**AUSZUFÜHRENDE AUFGABE**
Zitieren Sie aus dem Text über Neukaledonien wortgetreu die Passage, beginnend mit „Anschließend wurden alle“ und weiter bis einschließlich „der Eingeborenensprache heißt)“.

**VORLIEGENDER TEXT**

Anschließend wurden alle im Schrank verplombt, nachdem beide Zöllner uns
herzlich aufgefordert hatten, die Flaschen rauszunehmen, die wir als notwendig
für unseren Aufenthalt in Kanaky (wie es in der Eingeborenensprache heißt)
brauchten.
Neukaledonien
ist französisch und deshalb haben auch die ursprünglichen Eingeborenen, die
Kanaken, einen französischen Pass mit allen Rechten, und - logisch - inklusive dem
Wahlrecht. Wenn man dieses blühende Land sieht, dann kann man nicht umhin,
einzuräumen, dass die Franzosen hier Hervorragendes geleistet und mit dem
Nickelvorkommen sicher auch nicht schlecht verdient haben. Trotzdem haben sie
den Wohlstand gebracht, der auch den Kanaken zu Gute kommt (medizinische
Versorgung, Bildungswesen). Doch es ist nicht zu übersehen, dass die
Kanakendörfer, meist gekennzeichnet mittels eines tücherbehängtem
Totempfahls, mit ihren Wellblechhütten sich doch sehr von den Villenvierteln
der Franzosen unterscheiden. Allerdings sieht man auffällig viele, zumindest männliche, Kanaken
mit monströsen Kofferradios am Straßenrand
sitzen, oftmals vor ihren total verrosteten Autowracks. Die Frauen allerdings
trifft man häufig in Arbeitsstellungen in Geschäften und Restaurants.

**VORLIEGENDE ANGABEN**
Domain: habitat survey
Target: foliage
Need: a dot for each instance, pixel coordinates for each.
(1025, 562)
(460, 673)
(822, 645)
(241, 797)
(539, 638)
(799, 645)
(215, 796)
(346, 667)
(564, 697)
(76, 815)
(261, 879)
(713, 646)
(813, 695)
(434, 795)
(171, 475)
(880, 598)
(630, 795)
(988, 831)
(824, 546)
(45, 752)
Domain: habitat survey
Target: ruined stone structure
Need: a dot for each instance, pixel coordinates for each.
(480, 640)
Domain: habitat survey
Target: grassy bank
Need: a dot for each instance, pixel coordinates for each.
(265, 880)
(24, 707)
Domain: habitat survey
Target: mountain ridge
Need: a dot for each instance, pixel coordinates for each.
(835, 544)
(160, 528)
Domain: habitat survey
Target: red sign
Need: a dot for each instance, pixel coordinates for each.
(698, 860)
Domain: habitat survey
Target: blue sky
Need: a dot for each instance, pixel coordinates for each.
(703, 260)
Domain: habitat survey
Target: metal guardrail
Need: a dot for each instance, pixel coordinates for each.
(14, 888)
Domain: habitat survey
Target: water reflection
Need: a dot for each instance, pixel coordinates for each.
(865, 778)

**LÖSUNG**
Anschließend wurden alle im Schrank verplombt, nachdem beide Zöllner uns
herzlich aufgefordert hatten, die Flaschen rauszunehmen, die wir als notwendig
für unseren Aufenthalt in Kanaky (wie es in der Eingeborenensprache heißt)